**GOAL OF THE EXERCISE:** In the King's Quest VII article below, which two heroines does the player alternate between from chapter to chapter?

**SOURCE PASSAGE:**
= = =

King's Quest VII: The Princeless Bride is a graphic adventure game developed and published by Sierra On-Line for the MS-DOS, Microsoft Windows and Macintosh computers in 1994. It features high-resolution graphics in a style reminiscent of Disney animated films and is the only King's Quest game with multiple protagonists: Queen Valanice and Princess Rosella, who are both spirited away to the realm of Eldritch, and Rosella is transformed into a troll. They must find a way to return Rosella to normal and find her true love, get rid of a powerful evil force threatening this realm, and get back to their kingdom Daventry.

King's Quest VII is the only game in the series to divide the story into chapters. Some puzzles have multiple solutions, and there are two possible endings. Critical reactions to the game were generally positive.

Gameplay 
King's Quest VII is different from the previous King's Quest games in terms of structure. The action is separated into six chapters, each set primarily in a different region of the realm of Eldritch. The player alternates between two heroines, Valanice and Rosella, with each chapter. The two heroines travel through some of the same places during the course of the game, finally meeting up again in the end.

Aside from the multi-chapter layout, the most significant change in game structure is the simplification of user interface by the use of smart pointer. When playing the game, the pointer lights up when passed over an object that can be used. Players can get or use objects and talk to characters by directly clicking on them, whereas previous games required the player to select an action icon and then click on the environment, and can click on the environment without indicating which parts of the game could be interacted with.

One of the game's highlights is its graphics; King's Quest VII has very elaborate and colorful graphics, compared to other games of the time, with painted backgrounds and animation techniques. The game makes use of SVGA graphics, new at the time, before The Dig and Space Quest 6. Also included are certain areas that pan from one side to the other, rather than going from screen to screen. Despite the cartoonish graphics characteristic of family-friendly computer games, the game includes several violent death scenes.

Plot 
The name of this entry, The Princeless Bride, is a pun on the title of The Princess Bride. Like most King's Quest titles, it is also a reference to the plot: Princess Rosella is soon to be a bride, but ends up in another world shortly before her marriage. It is the only entry in the series to feature Queen Valanice in a major role, and also the only one in which King Graham is not shown or mentioned at all (with one minor exception in version 1.4). Sierra marketed the game as an improvement in the series by stating that completion of earlier KQ adventures was not necessary to fully enjoy the game, even though the final chapter revealed a strong connection to the events of King's Quest IV.

= = =

**SUPPLIED RECORDS:**

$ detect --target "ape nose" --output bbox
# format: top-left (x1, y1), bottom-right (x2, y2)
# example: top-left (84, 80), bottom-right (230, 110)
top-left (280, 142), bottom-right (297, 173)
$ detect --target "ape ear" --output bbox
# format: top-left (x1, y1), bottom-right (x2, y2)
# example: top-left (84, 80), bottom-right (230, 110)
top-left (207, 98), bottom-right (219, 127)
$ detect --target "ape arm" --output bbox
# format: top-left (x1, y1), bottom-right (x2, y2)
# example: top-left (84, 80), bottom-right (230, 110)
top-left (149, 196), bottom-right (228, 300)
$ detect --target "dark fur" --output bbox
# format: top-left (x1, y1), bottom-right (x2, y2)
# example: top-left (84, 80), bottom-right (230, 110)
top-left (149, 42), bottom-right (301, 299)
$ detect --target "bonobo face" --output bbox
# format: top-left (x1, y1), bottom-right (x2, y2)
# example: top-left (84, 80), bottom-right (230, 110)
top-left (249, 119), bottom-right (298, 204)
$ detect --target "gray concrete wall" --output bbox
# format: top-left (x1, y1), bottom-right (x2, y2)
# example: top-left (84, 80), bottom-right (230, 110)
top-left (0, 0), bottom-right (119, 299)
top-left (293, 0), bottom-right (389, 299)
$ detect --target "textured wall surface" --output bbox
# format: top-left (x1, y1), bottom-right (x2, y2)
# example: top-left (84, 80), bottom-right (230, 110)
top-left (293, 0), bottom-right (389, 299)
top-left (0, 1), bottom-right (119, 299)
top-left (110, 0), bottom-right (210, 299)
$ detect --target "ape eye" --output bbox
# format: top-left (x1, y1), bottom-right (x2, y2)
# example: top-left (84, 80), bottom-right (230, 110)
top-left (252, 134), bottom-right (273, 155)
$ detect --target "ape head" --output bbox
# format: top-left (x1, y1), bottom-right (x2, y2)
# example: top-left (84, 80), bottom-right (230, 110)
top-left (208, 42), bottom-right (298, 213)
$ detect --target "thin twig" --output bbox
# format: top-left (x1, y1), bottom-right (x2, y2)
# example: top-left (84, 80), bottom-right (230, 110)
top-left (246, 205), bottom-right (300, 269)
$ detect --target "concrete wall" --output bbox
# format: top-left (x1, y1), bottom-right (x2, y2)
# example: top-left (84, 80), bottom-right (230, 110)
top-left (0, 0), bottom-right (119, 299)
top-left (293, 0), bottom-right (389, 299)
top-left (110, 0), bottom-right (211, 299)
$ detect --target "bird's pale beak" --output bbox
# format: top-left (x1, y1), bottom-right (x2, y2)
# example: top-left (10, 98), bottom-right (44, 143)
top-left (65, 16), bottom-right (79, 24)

= = =

**SOLUTION TO THE PROBLEM:** Queen Valanice and Princess Rosella.